単純ランダムウォークの概要
最も単純なランダムウォークのモデル
一定時間ごとに$+1$、又は$-1$だけ移動する千鳥足の酔っ払いを考えてみます。完全にランダムに動くものとします。
例えば、次のように動いたとします。
$-1,+1,+1,+1,+1,-1,+1,-1+1,-1-1$
この時、それぞれの動きを確率変数と捉えることができます。
$X_1=-1, X_2=+1, X_3=+1, X_4=+1, X_5=+1, X_6=-1,…$
このような確率変数の並びを確率過程と呼びます。
n歩目に酔っ払いはどこにいるのか?
酔っ払いの位置は、確率変数の総和で決まります。
$0$歩目 ⇒ $0$
$1$歩目 ⇒ $-1$
$2$歩目 ⇒ $-1+1=0$
$3$歩目 ⇒ $-1+1+1=+1$
$4$歩目 ⇒ $-1+1+1+1=+2$
:
$n=0$だと$0$、$n=4$だと初期位置から$+2$の位置にいます。

- 課題 A -
引用文のうち「単純ランダムウォークの概要」から「この時、それぞれの動きを確率変数と捉えることができます。」までを、両端を含めて一字一句そのまま書き写してください。
- 課題 B -
引用文によると、確率変数の並びは何と呼ばれますか。
- 課題 C -
引用文の内容を2文で要約してください。

- データ抜粋 -

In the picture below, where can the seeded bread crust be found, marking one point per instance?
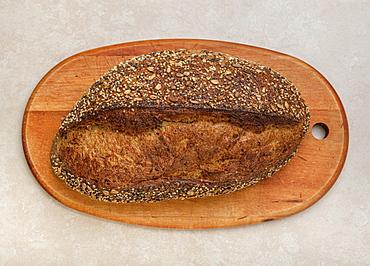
(142, 94)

- 完全な解答 A -
単純ランダムウォークの概要
最も単純なランダムウォークのモデル
一定時間ごとに$+1$、又は$-1$だけ移動する千鳥足の酔っ払いを考えてみます。完全にランダムに動くものとします。
例えば、次のように動いたとします。
$-1,+1,+1,+1,+1,-1,+1,-1+1,-1-1$
この時、それぞれの動きを確率変数と捉えることができます。

- 完全な解答 B -
確率過程と呼ばれます。

- 完全な解答 C -
一定時間ごとに+1または−1だけ完全にランダムに移動する酔っ払いを考え、その一つひとつの動きを確率変数と捉え、その並びを確率過程と呼びます。n歩目の酔っ払いの位置は確率変数の総和で決まり、例では4歩目に初期位置から+2の位置にいます。